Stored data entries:
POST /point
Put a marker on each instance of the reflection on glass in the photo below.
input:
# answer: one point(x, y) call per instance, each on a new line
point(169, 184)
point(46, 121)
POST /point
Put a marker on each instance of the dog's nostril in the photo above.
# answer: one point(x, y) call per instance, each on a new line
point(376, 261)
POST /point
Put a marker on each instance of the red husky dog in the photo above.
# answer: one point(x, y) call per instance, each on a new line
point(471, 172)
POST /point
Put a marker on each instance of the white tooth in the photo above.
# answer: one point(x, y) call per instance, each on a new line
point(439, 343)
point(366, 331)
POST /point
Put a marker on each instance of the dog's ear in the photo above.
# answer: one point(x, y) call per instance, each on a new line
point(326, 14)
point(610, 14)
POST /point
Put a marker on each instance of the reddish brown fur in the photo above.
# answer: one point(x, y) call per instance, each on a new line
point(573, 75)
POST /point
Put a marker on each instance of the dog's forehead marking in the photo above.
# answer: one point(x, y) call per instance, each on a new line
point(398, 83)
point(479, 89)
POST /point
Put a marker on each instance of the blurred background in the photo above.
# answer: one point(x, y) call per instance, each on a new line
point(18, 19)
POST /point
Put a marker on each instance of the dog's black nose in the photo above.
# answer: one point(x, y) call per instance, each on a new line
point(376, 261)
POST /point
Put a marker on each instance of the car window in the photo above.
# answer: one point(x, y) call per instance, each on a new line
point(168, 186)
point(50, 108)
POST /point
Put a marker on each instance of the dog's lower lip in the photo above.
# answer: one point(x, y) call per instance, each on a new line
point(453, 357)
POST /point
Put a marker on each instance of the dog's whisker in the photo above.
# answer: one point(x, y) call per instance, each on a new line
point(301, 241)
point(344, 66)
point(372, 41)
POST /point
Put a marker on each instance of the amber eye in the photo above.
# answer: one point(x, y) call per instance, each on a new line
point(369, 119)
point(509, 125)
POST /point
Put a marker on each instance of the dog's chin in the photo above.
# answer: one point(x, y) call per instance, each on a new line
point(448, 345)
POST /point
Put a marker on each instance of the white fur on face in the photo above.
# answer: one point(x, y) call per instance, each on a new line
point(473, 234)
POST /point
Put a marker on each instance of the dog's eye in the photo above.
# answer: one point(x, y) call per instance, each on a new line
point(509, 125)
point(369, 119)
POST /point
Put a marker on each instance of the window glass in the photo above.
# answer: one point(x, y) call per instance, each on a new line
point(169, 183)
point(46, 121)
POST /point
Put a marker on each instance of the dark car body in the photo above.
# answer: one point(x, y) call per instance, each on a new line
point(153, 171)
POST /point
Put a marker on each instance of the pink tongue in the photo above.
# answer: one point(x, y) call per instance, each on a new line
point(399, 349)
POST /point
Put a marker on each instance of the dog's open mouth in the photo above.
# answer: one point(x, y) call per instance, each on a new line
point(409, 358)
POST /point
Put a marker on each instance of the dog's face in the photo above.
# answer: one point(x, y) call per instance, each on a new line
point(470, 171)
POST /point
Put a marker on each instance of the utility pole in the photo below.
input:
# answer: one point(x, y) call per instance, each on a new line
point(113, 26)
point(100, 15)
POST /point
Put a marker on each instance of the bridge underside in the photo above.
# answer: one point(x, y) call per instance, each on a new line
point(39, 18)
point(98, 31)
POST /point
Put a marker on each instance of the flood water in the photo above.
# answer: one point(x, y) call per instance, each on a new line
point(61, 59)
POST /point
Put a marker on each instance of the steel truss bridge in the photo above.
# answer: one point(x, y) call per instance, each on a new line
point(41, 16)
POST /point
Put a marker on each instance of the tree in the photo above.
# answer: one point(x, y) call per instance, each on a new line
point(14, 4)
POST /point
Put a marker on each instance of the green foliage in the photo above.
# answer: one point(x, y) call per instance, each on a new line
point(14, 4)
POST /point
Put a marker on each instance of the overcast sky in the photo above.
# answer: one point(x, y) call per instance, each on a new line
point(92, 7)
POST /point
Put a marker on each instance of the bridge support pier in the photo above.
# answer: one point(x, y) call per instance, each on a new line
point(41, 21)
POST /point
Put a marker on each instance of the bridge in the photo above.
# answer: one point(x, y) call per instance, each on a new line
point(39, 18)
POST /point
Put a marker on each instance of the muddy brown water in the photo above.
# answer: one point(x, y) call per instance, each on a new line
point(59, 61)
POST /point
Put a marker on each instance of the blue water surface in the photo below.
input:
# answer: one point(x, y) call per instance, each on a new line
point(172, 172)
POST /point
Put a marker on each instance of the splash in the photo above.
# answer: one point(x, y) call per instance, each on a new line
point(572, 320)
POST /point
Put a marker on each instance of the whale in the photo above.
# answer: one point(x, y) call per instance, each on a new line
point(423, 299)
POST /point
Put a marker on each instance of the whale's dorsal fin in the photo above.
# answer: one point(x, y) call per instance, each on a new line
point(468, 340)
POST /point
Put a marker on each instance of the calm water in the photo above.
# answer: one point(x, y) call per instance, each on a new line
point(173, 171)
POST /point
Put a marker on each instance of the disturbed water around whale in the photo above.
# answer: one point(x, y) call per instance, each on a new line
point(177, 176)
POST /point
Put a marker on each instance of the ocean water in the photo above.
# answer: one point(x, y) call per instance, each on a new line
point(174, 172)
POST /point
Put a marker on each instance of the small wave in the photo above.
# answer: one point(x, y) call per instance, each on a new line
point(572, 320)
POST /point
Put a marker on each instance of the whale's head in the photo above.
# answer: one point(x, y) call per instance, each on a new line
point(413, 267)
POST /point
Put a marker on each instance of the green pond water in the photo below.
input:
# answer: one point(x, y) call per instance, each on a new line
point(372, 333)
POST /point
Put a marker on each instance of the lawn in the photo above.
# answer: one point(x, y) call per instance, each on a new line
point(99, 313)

* _YOUR OBJECTIVE_
The full set of data above must come back exactly as written.

* _ANSWER BELOW_
POST /point
Put a marker on each instance of the reflection on glass in the photo below.
input:
# answer: one point(x, y) call per instance, each on a new line
point(169, 184)
point(46, 121)
POST /point
Put a marker on each instance of the dog's nostril in the photo above.
# answer: one point(x, y) call per instance, each on a new line
point(376, 261)
POST /point
Put a marker on each instance of the red husky dog in the photo above.
# answer: one point(x, y) call per instance, each on a new line
point(471, 172)
POST /point
Put a marker on each instance of the white tooth in the photo above.
# answer: one point(x, y) call per instance, each on a new line
point(439, 343)
point(366, 331)
POST /point
Put a marker on each instance of the dog's ear in the photo above.
# answer: one point(x, y) call per instance, each on a new line
point(326, 14)
point(610, 14)
POST /point
Put a marker on each instance of the reddish brown fur in the photo above.
# answer: one point(x, y) call per instance, each on a new line
point(573, 75)
POST /point
Put a marker on each instance of the dog's forehead marking in the photo above.
# answer: one point(x, y) call per instance, each on a new line
point(398, 83)
point(479, 89)
POST /point
Put a marker on each instance of the blurred background in the photo above.
# answer: one point(x, y) call per instance, each on a new line
point(18, 19)
POST /point
Put a marker on each instance of the dog's black nose in the photo above.
# answer: one point(x, y) call per instance, each on a new line
point(376, 261)
POST /point
Put a marker on each instance of the car window in the photo above.
# answer: one point(x, y) call per instance, each on a new line
point(168, 186)
point(50, 108)
POST /point
Put a marker on each instance of the dog's lower lip in the photo above.
# answer: one point(x, y) call per instance, each on a new line
point(453, 357)
POST /point
Put a marker on each instance of the dog's whisker in the photo above.
# answer: one point(x, y) call per instance, each on a new line
point(301, 241)
point(344, 66)
point(372, 41)
POST /point
Put a marker on each instance of the amber eye in the photo above.
# answer: one point(x, y) call per instance, each on a new line
point(369, 119)
point(509, 125)
POST /point
Put a marker on each instance of the dog's chin in the photo above.
# answer: one point(x, y) call per instance, each on a new line
point(448, 345)
POST /point
Put a marker on each instance of the white fur on face in the photo above.
# answer: one point(x, y) call per instance, each on a new line
point(473, 234)
POST /point
Put a marker on each instance of the dog's eye in the photo above.
# answer: one point(x, y) call per instance, each on a new line
point(509, 125)
point(369, 119)
POST /point
Put a marker on each instance of the window glass in the photo above.
# answer: one point(x, y) call per instance, each on a new line
point(169, 183)
point(46, 121)
POST /point
Put a marker on each instance of the dark car body in the photo above.
# answer: one point(x, y) call per instance, each on a new line
point(153, 171)
POST /point
Put a marker on each instance of the pink tongue in the photo above.
# answer: one point(x, y) call per instance, each on a new line
point(399, 349)
POST /point
Put a marker on each instance of the dog's open mouth in the photo above.
# answer: one point(x, y) call per instance, each on a new line
point(409, 358)
POST /point
Put a marker on each instance of the dog's face in the photo above.
# answer: one point(x, y) call per instance, each on a new line
point(470, 171)
POST /point
Put a marker on each instance of the utility pole in the photo below.
input:
# answer: one point(x, y) call per instance, each on a new line
point(113, 26)
point(100, 15)
POST /point
Put a marker on each instance of the bridge underside in the photo above.
# answer: one point(x, y) call per instance, each on a new line
point(39, 18)
point(98, 31)
POST /point
Put a marker on each instance of the flood water in the photo above.
# answer: one point(x, y) call per instance, each on a new line
point(61, 59)
POST /point
Put a marker on each instance of the steel truss bridge in the photo above.
# answer: one point(x, y) call per instance, each on a new line
point(41, 16)
POST /point
Put a marker on each instance of the tree in the photo above.
# answer: one point(x, y) call per instance, each on a new line
point(14, 4)
POST /point
Put a marker on each instance of the green foliage in the photo above.
# answer: one point(x, y) call per instance, each on a new line
point(14, 4)
POST /point
Put a marker on each instance of the overcast sky in the photo above.
# answer: one point(x, y) call per instance, each on a new line
point(92, 7)
POST /point
Put a marker on each instance of the bridge support pier in the photo above.
# answer: one point(x, y) call per instance, each on a new line
point(41, 21)
POST /point
Put a marker on each instance of the bridge in the photo above.
# answer: one point(x, y) call per instance, each on a new line
point(39, 18)
POST /point
Put a marker on each instance of the muddy brown water in the photo above.
# answer: one point(x, y) call per instance, each on a new line
point(59, 61)
POST /point
Put a marker on each instance of the blue water surface in the photo below.
input:
# answer: one point(x, y) call per instance, each on a new line
point(172, 172)
POST /point
Put a marker on each instance of the splash in the photo above.
# answer: one point(x, y) call per instance, each on a new line
point(572, 320)
POST /point
Put a marker on each instance of the whale in the photo above.
# answer: one point(x, y) call per instance, each on a new line
point(423, 299)
POST /point
Put a marker on each instance of the whale's dorsal fin in the photo above.
# answer: one point(x, y) call per instance, each on a new line
point(468, 340)
POST /point
Put a marker on each instance of the calm water in the photo above.
# answer: one point(x, y) call per instance, each on a new line
point(173, 171)
POST /point
Put a marker on each instance of the disturbed water around whale in the photo above.
# answer: one point(x, y) call per instance, each on a new line
point(177, 176)
POST /point
Put a marker on each instance of the ocean water in the photo above.
# answer: one point(x, y) call per instance, each on a new line
point(174, 172)
POST /point
Put a marker on each instance of the small wave in the photo above.
# answer: one point(x, y) call per instance, each on a new line
point(572, 320)
POST /point
Put a marker on each instance of the whale's head in the photo above.
# answer: one point(x, y) call per instance, each on a new line
point(413, 267)
POST /point
Put a marker on each instance of the green pond water in the photo below.
input:
# answer: one point(x, y) call per instance, each on a new line
point(372, 333)
POST /point
Put a marker on each instance of the lawn in the photo above.
# answer: one point(x, y) call per instance, each on a new line
point(99, 313)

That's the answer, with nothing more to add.